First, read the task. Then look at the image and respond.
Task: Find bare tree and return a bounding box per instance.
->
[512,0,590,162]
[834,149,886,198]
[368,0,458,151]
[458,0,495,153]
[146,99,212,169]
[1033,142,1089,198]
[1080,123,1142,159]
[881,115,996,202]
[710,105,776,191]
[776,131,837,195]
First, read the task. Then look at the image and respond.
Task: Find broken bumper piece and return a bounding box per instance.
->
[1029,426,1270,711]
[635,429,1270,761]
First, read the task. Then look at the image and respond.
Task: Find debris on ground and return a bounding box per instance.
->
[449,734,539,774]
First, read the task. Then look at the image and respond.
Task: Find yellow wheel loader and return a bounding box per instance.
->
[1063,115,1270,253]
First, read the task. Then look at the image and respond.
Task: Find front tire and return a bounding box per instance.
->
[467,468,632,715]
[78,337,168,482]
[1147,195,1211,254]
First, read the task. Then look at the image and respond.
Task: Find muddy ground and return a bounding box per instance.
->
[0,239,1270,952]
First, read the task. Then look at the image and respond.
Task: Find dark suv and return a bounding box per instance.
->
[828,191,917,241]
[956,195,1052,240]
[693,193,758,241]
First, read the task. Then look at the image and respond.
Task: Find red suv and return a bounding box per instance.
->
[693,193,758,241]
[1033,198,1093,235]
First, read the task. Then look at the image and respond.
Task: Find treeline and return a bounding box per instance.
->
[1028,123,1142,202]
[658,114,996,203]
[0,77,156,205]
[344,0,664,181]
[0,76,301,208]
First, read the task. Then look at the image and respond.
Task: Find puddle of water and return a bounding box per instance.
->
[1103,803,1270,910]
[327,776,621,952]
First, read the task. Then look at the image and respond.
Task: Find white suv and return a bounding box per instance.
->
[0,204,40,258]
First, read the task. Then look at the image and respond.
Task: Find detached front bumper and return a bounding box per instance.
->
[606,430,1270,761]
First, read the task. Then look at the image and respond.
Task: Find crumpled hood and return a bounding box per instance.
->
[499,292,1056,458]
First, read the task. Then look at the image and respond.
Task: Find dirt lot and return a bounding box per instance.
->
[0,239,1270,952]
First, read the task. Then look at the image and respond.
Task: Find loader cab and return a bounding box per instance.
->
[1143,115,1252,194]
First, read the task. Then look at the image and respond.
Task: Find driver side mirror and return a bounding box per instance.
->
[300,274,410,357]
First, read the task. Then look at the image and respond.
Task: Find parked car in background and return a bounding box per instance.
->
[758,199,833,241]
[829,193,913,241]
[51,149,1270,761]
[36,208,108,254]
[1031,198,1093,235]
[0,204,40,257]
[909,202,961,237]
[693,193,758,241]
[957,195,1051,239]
----------
**Requirement**.
Arrange all of the lines above as a numbered list and leave out any blank lines.

**Solution for this task**.
1. First, read the task. Then look at the image and respond.
2. Task: Find bare tree and return a bounding box per instance.
3. ->
4. [512,0,590,162]
5. [834,149,886,198]
6. [368,0,458,151]
7. [458,0,495,153]
8. [146,99,212,169]
9. [1033,142,1089,198]
10. [1080,123,1142,159]
11. [881,115,996,202]
12. [710,105,776,191]
13. [776,131,837,195]
14. First, read the task. Then look at the image and respond.
15. Task: Find broken bumper piece and return a bounding box per instance.
16. ->
17. [1029,426,1270,711]
18. [635,429,1270,761]
19. First, read the task. Then look at the image and respond.
20. Task: Find debris on ground and return a bounding box per instance.
21. ->
22. [449,734,539,774]
23. First, read the task. Then look at the image and respond.
24. Task: Find yellow wheel loader and return a bounding box per instance.
25. ->
26. [1063,115,1270,253]
27. First, read the task. Then look at the image and respond.
28. Task: Find front tire and return a bounding box per instance.
29. ->
30. [467,468,632,715]
31. [78,337,168,482]
32. [1147,195,1211,254]
33. First, read the task. Then look at the image and respond.
34. Task: Find muddy ground and return a bounding box per instance.
35. ->
36. [0,239,1270,952]
37. First, read the task. Then look at the image and respond.
38. Task: Find dark suv and return a bounding box per instance.
39. ->
40. [828,191,917,241]
41. [956,195,1052,240]
42. [693,193,758,241]
43. First, read the task. Then look at the image and respond.
44. Task: Find red suv and return a bounding box per instance.
45. ->
46. [693,193,758,241]
47. [1033,198,1093,235]
48. First, read the task. Then look at the image and respond.
49. Task: Find treeline and return a bounding box per instance.
50. ->
51. [1028,123,1142,202]
52. [658,114,996,203]
53. [0,77,156,205]
54. [344,0,664,181]
55. [0,76,301,208]
56. First, read the task. Then look at the image and respond.
57. Task: Find puddle of water and return a bounding box per instance.
58. ->
59. [1103,803,1270,910]
60. [327,776,621,952]
61. First, read the task. Then look at the image and respond.
62. Task: Find white suv and return a bounding box per instance.
63. ->
64. [0,204,40,258]
65. First, read the task. Then look at the image and respond.
66. Task: Find detached front bumper and return a bounding box per instance.
67. ->
68. [606,430,1270,761]
69. First, read the task. Then look at the image and respond.
70. Task: Find crumpled hood and return a bounding box per instance.
71. ->
72. [499,292,1056,458]
73. First, read the task. Then look at the image and respond.
74. Task: Find dirt lot and return a bounding box per instance.
75. ->
76. [0,239,1270,952]
77. First, read the task. Then look at the image and respond.
78. Task: Find loader cab and return a bounding box per instance.
79. ->
80. [1143,115,1252,194]
81. First, read the task. Then look at the image and respond.
82. Task: Find driver side mirror and return a bounding box per instance.
83. ->
84. [300,274,410,357]
85. First, read the task. Then look at the image and respond.
86. Task: Find parked car in background and return a bounding box per instance.
87. ->
88. [758,199,833,241]
89. [829,193,913,241]
90. [51,149,1270,761]
91. [36,208,108,254]
92. [1031,198,1093,235]
93. [0,204,40,257]
94. [909,202,961,237]
95. [693,193,758,241]
96. [957,195,1051,239]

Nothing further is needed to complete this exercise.